--- The request ---
Copy every entry exactly.

Records of labeled points:
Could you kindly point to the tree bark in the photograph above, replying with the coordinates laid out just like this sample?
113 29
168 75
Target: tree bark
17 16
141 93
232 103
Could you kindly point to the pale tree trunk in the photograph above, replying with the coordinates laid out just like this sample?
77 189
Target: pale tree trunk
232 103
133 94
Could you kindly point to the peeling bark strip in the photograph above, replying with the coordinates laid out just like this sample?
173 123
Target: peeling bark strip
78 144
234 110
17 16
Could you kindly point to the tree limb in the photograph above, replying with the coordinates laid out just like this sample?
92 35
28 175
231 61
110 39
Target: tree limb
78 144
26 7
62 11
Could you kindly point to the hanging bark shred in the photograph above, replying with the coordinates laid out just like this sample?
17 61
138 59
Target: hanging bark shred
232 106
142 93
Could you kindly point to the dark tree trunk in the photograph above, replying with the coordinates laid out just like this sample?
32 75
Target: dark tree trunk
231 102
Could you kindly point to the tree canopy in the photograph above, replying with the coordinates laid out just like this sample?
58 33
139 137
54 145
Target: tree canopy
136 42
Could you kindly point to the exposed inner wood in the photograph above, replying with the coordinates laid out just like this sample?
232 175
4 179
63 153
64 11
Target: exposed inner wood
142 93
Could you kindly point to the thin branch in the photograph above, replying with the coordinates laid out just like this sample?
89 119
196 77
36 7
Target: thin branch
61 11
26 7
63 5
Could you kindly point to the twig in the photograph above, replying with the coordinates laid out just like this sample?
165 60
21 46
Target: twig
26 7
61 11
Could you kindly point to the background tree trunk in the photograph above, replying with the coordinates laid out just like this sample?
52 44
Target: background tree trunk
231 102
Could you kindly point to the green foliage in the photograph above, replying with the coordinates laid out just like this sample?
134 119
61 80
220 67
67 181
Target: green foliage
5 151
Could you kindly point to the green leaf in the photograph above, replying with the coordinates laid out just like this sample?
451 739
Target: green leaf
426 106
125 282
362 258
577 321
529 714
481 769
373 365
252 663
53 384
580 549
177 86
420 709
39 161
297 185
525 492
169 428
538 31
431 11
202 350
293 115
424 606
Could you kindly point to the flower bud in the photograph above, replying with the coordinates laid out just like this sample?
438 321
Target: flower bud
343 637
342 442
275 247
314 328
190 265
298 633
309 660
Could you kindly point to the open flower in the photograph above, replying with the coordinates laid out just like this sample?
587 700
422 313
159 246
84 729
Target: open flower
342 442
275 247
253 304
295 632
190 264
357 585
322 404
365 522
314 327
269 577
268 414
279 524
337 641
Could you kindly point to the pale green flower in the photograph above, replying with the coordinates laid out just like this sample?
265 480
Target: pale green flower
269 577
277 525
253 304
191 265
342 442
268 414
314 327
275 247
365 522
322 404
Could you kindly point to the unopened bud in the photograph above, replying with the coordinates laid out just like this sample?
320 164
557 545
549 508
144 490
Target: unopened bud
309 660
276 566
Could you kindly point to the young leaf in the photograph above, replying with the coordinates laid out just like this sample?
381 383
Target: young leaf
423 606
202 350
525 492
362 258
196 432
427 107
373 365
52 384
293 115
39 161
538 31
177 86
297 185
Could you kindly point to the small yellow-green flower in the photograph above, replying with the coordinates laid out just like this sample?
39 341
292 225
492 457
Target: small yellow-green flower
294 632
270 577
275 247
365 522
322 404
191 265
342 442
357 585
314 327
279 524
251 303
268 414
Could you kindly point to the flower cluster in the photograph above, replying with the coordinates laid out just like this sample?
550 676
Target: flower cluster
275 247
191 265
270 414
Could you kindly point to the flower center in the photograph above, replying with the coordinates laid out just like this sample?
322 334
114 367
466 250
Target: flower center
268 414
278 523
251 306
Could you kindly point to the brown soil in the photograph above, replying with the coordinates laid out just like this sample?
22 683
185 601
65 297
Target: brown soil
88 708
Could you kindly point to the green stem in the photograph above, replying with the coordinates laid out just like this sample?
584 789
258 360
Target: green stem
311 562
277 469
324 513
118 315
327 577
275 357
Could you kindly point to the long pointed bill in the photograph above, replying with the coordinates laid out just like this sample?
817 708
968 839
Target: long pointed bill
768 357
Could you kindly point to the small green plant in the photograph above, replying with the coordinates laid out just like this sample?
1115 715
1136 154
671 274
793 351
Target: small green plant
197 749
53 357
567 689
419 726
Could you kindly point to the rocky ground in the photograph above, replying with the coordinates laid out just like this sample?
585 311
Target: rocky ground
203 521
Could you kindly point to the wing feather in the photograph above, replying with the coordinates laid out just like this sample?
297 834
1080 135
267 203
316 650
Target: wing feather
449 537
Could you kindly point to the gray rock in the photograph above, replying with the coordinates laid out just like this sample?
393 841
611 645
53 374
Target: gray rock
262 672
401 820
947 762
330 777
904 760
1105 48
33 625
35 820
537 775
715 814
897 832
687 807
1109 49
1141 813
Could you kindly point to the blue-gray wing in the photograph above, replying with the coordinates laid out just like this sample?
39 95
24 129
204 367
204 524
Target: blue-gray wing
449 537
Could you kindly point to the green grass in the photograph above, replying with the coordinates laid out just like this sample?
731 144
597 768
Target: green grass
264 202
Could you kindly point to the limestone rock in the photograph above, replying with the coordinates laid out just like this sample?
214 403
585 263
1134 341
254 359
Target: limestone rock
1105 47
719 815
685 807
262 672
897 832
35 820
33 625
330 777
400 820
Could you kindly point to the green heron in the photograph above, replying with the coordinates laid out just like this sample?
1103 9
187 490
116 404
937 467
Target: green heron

--- Response for this exercise ---
Could you kindly point to the tree bark in the photograph above, replying with the coordinates laid out just like this sample?
113 29
168 75
Target: tree bark
17 16
141 93
232 103
Could you kindly point to the pale tree trunk in the photograph above, replying with the coordinates laid out just like this sample?
77 189
Target: pale tree trunk
232 103
133 94
Could you kindly point to the peeling bark strip in the photograph above, replying with the coordinates laid out just like this sample?
173 123
Target: peeling bark strip
78 144
234 110
17 16
Could you kindly point to the tree limb in the photograph above, replying with the coordinates laid out just like this sample?
92 35
28 175
231 61
110 39
Target: tree limb
78 144
26 7
62 11
Could you kindly point to the hanging bark shred in the photograph above, replying with the coordinates laid out just like this sample?
17 61
138 59
Target: hanging bark shred
232 106
142 93
Could you kindly point to the dark tree trunk in the photograph above, replying with the coordinates laid out just like this sample?
32 75
Target: dark tree trunk
231 102
Could you kindly point to the tree canopy in the photograph above, replying with the coordinates laid out just like this sample?
58 33
139 137
54 145
Target: tree canopy
136 42
Could you kindly point to the exposed inner wood in the photograph above, replying with the coordinates laid out just like this sample?
232 175
4 179
63 153
64 11
Target: exposed inner wood
142 93
Could you kindly point to the thin branch in the photograph above, replying with the coordinates laid out just like this sample?
89 119
196 77
36 7
Target: thin branch
61 11
26 7
63 5
Could you kindly point to the twig in the photograph above, replying with the coordinates laid out just like this sample?
165 60
21 46
Target: twig
26 7
61 11
Could you kindly point to the background tree trunk in the photograph above, replying with the coordinates laid out just like this sample?
52 44
Target: background tree trunk
231 102
Could you kindly point to the green foliage in the photograph above, replying with the coordinates laid out just like this sample?
134 119
61 80
220 67
67 181
Target: green foliage
5 151
Could you kindly point to the green leaf in the photograph above, replying with the coordinates laid out just like this sample?
451 739
Target: green leaf
426 106
125 282
362 258
577 321
529 714
481 769
373 365
252 663
53 384
580 549
177 86
420 709
39 161
297 185
525 492
169 428
538 31
431 11
202 350
293 115
424 606
Could you kindly point to the flower bud in the photograph above, replying with the coordinates laid out just like this sample?
438 321
Target: flower bud
343 637
342 442
275 247
314 328
190 265
298 633
309 660
Could you kindly point to the open flower in the photograph above, replying with the coordinates laid out just like this sample?
587 700
422 313
159 246
84 729
Target: open flower
342 442
275 247
253 304
295 632
190 264
357 585
322 404
365 522
314 327
269 577
268 414
279 524
337 641
Could you kindly point to the pale green flower in the photograph above, replying with the coordinates laid out just like this sample?
265 480
Target: pale green flower
269 577
277 525
253 304
191 265
342 442
268 414
314 327
275 247
365 522
322 404
Could you kindly point to the unopened bud in the photograph above, replying with the coordinates laid out just like this sample?
320 164
557 545
549 508
144 490
Target: unopened bud
309 660
276 566
Could you kindly point to the young leaf in the photograph above, replying with the coordinates laid out just like this sample?
381 383
Target: young leaf
423 606
202 350
525 492
362 258
196 432
427 107
373 365
52 384
293 115
39 161
538 31
177 86
297 185
Could you kindly point to the small yellow-green flower in the photograph above, replying with the coordinates laid out just like this sample?
39 341
292 225
492 457
Target: small yellow-green flower
294 632
270 577
275 247
365 522
322 404
191 265
342 442
357 585
314 327
279 524
251 303
268 414
Could you kindly point to the flower cluster in the photograph above, replying with the coordinates laid out just like this sample?
550 676
Target: flower cluster
275 247
191 265
270 414
Could you kindly point to the flower center in the photograph above, replying with the coordinates laid out just like this sample?
322 334
114 367
466 250
Target: flower center
268 414
278 523
251 306
Could you kindly point to the brown soil in the photograph above, replying with the coordinates laid out just like this sample?
22 683
185 601
65 297
Target: brown soil
88 708
Could you kindly point to the green stem in the photograph above, replying with the coordinates laid out just like this sample?
584 789
258 360
Target: green stem
311 562
277 469
324 513
118 315
327 577
275 357
Could you kindly point to the long pointed bill in the photograph above, replying with the coordinates laid out just like this sample?
817 708
968 839
Target: long pointed bill
768 357
Could you kindly point to the small green plant in the photograph above, replying with the coordinates laid out just like this sample?
1115 715
1136 154
671 274
793 351
Target: small green plant
197 749
53 357
567 689
419 726
Could you kindly point to the rocky ground in the photograph above, replying with the coordinates laid out just like this sample?
585 311
Target: rocky ground
203 521
Could you kindly point to the wing feather in the photograph above, replying with the coordinates laid out just like this sample?
297 834
1080 135
267 203
316 650
Target: wing feather
449 537
Could you kindly point to the gray rock in the photograph above, replying with the coordinates laid out just like this sample?
393 841
611 645
53 374
Target: gray rock
262 672
401 820
947 762
330 777
904 760
1105 48
33 625
35 820
537 775
715 814
897 832
687 807
1109 49
1141 813
Could you kindly point to the blue-gray wing in the photograph above, replying with the coordinates laid out just like this sample?
39 95
24 129
204 367
204 524
Target: blue-gray wing
449 537
Could you kindly point to the green grass in the photograph above, replying with the coordinates laid out just like this sample?
731 144
597 768
Target: green grass
264 202
Could you kindly point to the limestone rock in the photograph above, replying with the coordinates laid out just like this sample?
214 403
585 263
1134 341
254 359
Target: limestone rock
1105 47
719 815
685 807
262 672
897 832
35 820
33 625
330 777
400 820
Could you kindly point to the green heron in the photograph above, replying with the coordinates laid out just like this sample?
1103 9
187 490
116 404
937 467
Target: green heron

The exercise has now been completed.